AWS LocalStack + Spark Cluster + Zeppelin using Docker
This stack can be deployed into any local development environment which runs docker. It provides a way to develop analytic jobs (Lambda/Glue/EMR etc.) offline avoiding incuring costs on AWS by mocking AWS resources LocalStack.
- Install Docker for Desktop
- Windows Users:
make install
LocalStack Home Dashboard: http://localhost:8055/#!/infra
Resources used in this example:
- S3 http://localhost:4572
- DynamoDB http://localhost:4569
- Lambda http://localhost:4574
- Creating a test bucket and uploading a text file.
aws --endpoint-url=http://localhost:4572 s3 mb s3://dap-test-local-bucket
aws --endpoint-url=http://localhost:4572 s3 cp localstack/test-s3-file.txt s3://dap-test-local-bucket/
- You can use Python Boto3 client to check the contents in a bucket.
import boto3
s3_conn = boto3.client('s3', endpoint_url='http://localhost:4572')
objects = s3_conn.list_objects_v2(Bucket='dap-test-local-bucket')['Contents']
objects
[{'Key': 'test-s3-file.txt', 'LastModified': datetime.datetime(2019, 11, 14, 13, 52, 54, 713000, tzinfo=tzutc()), 'ETag': '"39a870a194a787550b6b5d1f49629236"', 'Size': 10, 'StorageClass': 'STANDARD'}]
- Check the test lambda function
localstack/lambda_function.py
import boto3
import logging
from datetime import datetime
LOGGER = logging.getLogger()
LOGGER.setLevel(logging.INFO)
S3_CLIENT = boto3.client('s3', endpoint_url='http://localhost:4572')
def handler(event, context):
LOGGER.info('I\'m putting something in S3')
test_object_key = 'a-object-{0}'.format(datetime.now().isoformat())
S3_CLIENT.put_object(
Bucket='dap-test-local-bucket',
Key=test_object_key,
Body='some body'
)
return {
"message": "{0} placed into S3".format(test_object_key)
}
- Register lambda function to AWS (LocalStack)
zip lambda_function.zip lambda_function.py
aws --endpoint-url=http://localhost:4574 lambda create-function \
--region eu-west-2 \
--function-name local-test-function \
--runtime python3.7 \
--handler lambda_function.handler \
--memory-size 128 \
--zip-file fileb://localstack/lambda_function.zip \
--role arn:aws:iam::123456:role/notavailable
- Invoke Lambda function to test
aws --endpoint-url=http://localhost:4574 lambda invoke --function-name local-test-function out --log-type Tail
- Create Table
aws --endpoint-url=http://localhost:4569 dynamodb create-table \
--table-name LocalTestTable \
--attribute-definitions \
AttributeName=Name,AttributeType=S AttributeName=Desciption,AttributeType=S \
--key-schema AttributeName=Name,KeyType=HASH AttributeName=Desciption,KeyType=RANGE \
--provisioned-throughput ReadCapacityUnits=1,WriteCapacityUnits=1
aws --endpoint-url=http://localhost:4569 dynamodb put-item \
--table-name LocalTestTable \
--item '{
"Name": {"S": "nilan3"},
"Description": {"S": "Nilan Balachandran"} ,
"Role": {"S": "Owner"} }' \
--return-consumed-capacity TOTAL
- Query table
aws --endpoint-url=http://localhost:4569 dynamodb scan --table-name LocalTestTable
Local testing using a Spark standalone cluster and storing dummy data in LocalStack S3 to read from.
Access Zeppelin notebook and run Spark code (http://localhost:7000)
Access spark UI http://localhost:7080/

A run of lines
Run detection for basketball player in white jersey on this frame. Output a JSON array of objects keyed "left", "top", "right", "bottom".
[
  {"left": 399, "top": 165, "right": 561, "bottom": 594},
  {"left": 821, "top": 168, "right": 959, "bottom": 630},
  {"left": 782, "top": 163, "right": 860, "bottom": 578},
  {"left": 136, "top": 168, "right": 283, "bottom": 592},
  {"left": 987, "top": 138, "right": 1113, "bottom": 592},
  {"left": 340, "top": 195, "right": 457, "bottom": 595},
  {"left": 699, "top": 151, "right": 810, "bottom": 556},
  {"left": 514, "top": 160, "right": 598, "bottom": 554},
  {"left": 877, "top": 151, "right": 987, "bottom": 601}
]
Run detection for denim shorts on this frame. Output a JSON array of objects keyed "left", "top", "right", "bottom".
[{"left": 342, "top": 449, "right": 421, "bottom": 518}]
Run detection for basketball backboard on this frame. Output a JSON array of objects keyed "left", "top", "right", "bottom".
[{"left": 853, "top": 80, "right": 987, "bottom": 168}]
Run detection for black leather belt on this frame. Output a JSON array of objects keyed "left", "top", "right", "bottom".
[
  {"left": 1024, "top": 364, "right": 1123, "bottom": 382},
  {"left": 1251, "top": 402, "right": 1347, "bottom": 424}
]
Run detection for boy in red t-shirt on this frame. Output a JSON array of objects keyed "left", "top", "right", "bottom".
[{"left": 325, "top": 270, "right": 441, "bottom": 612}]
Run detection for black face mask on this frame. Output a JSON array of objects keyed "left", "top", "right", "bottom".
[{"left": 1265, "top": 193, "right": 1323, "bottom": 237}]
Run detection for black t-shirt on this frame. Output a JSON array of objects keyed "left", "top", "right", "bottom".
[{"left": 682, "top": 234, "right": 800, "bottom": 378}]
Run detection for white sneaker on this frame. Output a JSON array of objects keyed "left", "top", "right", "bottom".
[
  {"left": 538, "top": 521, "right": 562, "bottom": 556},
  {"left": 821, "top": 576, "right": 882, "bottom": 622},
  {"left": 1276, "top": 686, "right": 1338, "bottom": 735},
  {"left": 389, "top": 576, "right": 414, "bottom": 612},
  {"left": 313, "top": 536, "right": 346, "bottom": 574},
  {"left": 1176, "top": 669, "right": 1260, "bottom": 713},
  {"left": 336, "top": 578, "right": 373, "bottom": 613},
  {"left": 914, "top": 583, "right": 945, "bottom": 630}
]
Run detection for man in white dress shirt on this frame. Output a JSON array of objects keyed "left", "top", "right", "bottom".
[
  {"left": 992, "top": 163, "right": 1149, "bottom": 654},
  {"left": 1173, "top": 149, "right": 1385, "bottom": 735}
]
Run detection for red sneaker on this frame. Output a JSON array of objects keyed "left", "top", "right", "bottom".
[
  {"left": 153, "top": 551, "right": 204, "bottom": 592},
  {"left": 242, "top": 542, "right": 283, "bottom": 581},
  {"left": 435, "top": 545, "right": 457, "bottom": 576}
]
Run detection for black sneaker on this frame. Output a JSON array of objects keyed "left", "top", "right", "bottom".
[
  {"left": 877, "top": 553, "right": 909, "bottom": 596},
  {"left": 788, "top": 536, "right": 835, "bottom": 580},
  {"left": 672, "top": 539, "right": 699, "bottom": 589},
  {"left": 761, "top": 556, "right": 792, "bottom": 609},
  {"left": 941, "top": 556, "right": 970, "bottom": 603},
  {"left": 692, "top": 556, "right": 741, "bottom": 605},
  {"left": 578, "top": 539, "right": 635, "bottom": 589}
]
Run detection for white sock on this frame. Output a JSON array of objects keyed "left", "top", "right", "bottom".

Short problem ::
From the LocalStack setup guide, write out everything from "LOGGER.setLevel(logging.INFO)" down to "something in S3')".

Output for this task ::
LOGGER.setLevel(logging.INFO)
S3_CLIENT = boto3.client('s3', endpoint_url='http://localhost:4572')
def handler(event, context):
LOGGER.info('I\'m putting something in S3')